## start Raw data

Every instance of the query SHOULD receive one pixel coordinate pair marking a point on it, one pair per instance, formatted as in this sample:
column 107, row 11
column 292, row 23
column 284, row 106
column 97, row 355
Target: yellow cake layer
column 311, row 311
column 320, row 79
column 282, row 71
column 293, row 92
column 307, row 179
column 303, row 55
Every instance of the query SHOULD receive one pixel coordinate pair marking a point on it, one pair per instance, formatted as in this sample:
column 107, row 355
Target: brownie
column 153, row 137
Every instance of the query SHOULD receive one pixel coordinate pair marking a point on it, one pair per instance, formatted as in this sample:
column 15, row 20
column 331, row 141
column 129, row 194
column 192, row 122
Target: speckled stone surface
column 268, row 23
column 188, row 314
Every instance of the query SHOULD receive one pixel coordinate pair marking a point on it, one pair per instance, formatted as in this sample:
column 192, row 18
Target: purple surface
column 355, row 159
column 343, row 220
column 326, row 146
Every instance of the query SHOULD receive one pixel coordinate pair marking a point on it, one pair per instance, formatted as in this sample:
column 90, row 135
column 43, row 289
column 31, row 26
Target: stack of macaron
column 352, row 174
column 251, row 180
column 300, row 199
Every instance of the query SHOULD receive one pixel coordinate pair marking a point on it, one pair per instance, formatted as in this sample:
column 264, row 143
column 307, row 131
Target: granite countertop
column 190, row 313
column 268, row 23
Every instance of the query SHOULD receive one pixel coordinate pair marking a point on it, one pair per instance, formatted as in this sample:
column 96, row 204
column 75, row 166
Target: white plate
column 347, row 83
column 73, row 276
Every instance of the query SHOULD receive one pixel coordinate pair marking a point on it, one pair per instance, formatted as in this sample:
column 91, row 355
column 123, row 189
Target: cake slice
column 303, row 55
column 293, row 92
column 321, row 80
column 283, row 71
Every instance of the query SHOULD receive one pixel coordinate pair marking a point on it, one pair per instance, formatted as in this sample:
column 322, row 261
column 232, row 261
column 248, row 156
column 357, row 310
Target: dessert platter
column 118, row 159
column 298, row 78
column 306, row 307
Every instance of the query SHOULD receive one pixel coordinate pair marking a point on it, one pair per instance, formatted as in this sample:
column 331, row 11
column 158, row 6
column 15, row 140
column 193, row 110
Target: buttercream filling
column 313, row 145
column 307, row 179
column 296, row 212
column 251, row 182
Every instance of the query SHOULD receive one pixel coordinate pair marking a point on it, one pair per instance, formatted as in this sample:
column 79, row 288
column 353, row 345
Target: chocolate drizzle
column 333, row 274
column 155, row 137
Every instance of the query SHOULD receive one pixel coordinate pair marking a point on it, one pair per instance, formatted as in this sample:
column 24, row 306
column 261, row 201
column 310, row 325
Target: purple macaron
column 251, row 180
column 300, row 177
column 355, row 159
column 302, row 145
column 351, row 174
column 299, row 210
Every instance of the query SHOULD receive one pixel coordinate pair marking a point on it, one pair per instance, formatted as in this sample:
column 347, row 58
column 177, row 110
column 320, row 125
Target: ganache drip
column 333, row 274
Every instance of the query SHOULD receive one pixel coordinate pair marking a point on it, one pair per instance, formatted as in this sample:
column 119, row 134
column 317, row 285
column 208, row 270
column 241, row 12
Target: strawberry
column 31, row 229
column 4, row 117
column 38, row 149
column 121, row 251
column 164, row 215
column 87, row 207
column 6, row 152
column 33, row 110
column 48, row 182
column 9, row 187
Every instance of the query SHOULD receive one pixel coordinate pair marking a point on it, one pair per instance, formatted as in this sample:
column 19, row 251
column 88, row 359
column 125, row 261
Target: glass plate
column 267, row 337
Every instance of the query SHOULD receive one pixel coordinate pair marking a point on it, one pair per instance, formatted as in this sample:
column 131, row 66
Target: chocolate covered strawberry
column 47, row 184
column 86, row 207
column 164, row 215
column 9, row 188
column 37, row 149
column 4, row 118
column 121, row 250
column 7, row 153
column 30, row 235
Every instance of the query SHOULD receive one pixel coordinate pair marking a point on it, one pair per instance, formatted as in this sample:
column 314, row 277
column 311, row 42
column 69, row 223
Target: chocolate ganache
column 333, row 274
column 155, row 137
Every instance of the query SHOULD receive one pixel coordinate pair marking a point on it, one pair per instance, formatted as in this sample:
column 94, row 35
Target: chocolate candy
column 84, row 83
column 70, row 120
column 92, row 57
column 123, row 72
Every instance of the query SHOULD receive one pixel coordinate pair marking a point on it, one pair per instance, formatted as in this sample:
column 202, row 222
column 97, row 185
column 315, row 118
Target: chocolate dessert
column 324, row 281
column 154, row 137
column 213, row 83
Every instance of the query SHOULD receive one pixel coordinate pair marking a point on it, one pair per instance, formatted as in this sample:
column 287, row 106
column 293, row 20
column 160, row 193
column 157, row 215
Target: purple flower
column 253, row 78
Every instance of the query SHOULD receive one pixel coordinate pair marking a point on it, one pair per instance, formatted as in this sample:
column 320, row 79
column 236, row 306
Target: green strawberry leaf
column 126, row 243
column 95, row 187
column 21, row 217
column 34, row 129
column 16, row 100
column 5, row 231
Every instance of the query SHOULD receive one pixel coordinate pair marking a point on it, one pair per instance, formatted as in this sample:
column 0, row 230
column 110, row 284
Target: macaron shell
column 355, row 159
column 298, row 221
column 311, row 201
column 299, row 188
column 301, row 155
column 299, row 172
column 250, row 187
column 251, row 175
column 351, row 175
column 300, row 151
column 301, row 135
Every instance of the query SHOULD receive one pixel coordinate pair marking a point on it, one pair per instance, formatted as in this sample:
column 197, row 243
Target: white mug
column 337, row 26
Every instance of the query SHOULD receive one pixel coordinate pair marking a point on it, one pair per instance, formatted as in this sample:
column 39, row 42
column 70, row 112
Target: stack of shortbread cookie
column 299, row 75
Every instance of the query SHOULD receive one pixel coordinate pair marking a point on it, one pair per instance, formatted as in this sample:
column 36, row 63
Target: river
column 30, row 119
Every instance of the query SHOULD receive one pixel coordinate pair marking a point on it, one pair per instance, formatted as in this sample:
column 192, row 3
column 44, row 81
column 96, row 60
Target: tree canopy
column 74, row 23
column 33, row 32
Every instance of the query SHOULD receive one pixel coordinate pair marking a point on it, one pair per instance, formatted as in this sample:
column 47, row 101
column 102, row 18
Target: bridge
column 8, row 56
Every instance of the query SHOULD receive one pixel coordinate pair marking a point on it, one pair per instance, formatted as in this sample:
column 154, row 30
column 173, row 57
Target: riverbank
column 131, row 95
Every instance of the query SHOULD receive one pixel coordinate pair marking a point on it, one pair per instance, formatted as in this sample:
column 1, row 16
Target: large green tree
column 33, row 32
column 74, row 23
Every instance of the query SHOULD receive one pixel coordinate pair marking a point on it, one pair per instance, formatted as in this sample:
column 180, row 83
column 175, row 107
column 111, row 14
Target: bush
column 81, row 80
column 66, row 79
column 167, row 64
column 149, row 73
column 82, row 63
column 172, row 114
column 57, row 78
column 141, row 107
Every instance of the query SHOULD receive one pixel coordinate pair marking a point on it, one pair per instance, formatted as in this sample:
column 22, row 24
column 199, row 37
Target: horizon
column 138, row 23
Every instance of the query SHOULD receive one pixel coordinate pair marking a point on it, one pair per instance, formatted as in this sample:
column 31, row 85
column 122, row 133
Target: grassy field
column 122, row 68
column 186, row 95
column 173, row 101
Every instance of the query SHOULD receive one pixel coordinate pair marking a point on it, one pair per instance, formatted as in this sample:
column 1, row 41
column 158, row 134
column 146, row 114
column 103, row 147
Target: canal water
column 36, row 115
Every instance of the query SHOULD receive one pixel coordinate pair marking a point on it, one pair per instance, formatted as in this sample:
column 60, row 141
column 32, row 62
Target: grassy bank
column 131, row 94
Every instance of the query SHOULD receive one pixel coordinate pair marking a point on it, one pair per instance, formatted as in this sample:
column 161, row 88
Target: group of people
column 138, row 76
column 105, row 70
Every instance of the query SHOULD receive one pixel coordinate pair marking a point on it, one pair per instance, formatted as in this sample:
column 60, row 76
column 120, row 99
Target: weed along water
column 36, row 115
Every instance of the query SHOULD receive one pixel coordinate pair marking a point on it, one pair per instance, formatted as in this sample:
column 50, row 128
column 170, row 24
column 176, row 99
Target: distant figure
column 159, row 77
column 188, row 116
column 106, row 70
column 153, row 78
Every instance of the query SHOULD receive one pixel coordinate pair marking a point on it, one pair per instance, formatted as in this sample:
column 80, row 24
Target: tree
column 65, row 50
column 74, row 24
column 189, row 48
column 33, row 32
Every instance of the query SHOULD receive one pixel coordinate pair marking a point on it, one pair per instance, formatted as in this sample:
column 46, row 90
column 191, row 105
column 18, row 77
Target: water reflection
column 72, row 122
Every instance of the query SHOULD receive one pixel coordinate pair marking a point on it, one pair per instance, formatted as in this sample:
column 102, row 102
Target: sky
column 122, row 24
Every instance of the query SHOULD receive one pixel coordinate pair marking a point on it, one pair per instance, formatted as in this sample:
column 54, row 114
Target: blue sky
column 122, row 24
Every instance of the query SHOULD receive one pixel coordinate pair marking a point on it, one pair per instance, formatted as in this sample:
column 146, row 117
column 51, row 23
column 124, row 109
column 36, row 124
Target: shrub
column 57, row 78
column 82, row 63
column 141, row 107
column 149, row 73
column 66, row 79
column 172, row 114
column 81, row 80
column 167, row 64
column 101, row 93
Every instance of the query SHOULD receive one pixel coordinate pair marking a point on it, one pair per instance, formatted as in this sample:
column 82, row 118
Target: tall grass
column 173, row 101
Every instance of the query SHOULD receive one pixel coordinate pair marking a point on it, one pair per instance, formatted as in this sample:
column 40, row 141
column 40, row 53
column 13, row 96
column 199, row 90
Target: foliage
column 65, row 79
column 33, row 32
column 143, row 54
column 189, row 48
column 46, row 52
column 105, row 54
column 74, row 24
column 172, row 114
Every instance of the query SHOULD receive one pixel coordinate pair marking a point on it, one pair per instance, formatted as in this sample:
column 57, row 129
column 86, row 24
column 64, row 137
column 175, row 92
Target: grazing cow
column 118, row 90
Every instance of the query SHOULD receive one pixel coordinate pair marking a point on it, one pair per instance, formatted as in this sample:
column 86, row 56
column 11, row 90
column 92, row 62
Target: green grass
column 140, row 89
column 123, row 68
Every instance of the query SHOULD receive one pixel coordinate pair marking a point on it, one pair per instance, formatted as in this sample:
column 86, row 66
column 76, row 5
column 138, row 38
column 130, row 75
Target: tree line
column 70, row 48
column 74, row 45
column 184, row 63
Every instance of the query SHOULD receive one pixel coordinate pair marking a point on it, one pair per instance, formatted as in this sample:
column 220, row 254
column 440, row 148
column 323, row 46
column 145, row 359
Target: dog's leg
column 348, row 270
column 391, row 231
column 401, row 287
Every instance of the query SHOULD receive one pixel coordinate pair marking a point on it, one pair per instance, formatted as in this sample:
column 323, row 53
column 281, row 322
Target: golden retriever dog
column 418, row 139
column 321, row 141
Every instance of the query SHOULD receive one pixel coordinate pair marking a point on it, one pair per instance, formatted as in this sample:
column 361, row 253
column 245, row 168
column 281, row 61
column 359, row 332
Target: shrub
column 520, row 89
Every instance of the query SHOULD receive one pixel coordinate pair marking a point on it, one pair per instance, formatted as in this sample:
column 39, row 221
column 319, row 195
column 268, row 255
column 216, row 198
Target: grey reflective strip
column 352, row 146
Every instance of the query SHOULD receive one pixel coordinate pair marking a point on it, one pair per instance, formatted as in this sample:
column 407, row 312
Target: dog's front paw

## end Raw data

◆ **Task**: Return each line of the records that contains the string "grassy", treating uppercase and lowercase letters as distinct.

◆ **Exercise solution**:
Target: grassy field
Target: grassy bank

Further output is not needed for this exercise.